[Object point labels]
╭──

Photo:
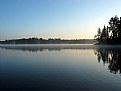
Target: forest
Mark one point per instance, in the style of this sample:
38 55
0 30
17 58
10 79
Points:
35 40
111 34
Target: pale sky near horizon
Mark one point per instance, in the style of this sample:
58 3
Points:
65 19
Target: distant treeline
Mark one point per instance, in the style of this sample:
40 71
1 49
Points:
47 41
110 34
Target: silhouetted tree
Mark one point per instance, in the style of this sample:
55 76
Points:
111 34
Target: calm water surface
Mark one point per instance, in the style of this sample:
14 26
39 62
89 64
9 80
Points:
60 68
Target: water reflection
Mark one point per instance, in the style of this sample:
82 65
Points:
36 68
112 57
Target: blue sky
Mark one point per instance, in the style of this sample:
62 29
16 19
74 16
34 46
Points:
66 19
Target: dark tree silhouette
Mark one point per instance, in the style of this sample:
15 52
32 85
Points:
110 34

╰──

--- Given exercise ---
Turn every line of the records above into a numbered list, skipping blank lines. Leave the pictures out of your answer.

--- Output ---
1. Photo:
2. Target: forest
3. Mark one point per instance, in the style of this sample:
4. 38 55
5. 0 30
6. 17 58
7. 10 79
8. Points:
9. 35 40
10. 111 34
11. Target: pale sky near horizon
12. Mark one point per instance, in the style of this sample:
13. 58 3
14. Points:
15. 65 19
16. Target: distant treeline
17. Mark one point per instance, in the style of this sample:
18. 40 71
19. 1 49
20. Points:
21. 47 41
22. 110 34
23. Target: silhouetted tree
24. Mark one point per instance, in the style of this sample:
25. 55 76
26. Points:
27. 111 34
28. Target: calm water surface
29. Mark one point per instance, in the style of this sample:
30. 14 26
31. 39 62
32. 89 64
33. 9 80
34. Points:
35. 60 68
36. Target: water reflection
37. Mark one point per instance, in the style of this sample:
38. 82 65
39. Points:
40. 36 68
41. 112 57
42. Target: blue sky
43. Mark one point per instance, in the style of this sample:
44. 62 29
45. 16 19
46. 74 16
47. 34 46
48. Points:
49. 66 19
50. Target: dark tree silhouette
51. Mark one point per instance, in the style of this sample:
52. 15 52
53. 32 85
54. Points:
55. 110 34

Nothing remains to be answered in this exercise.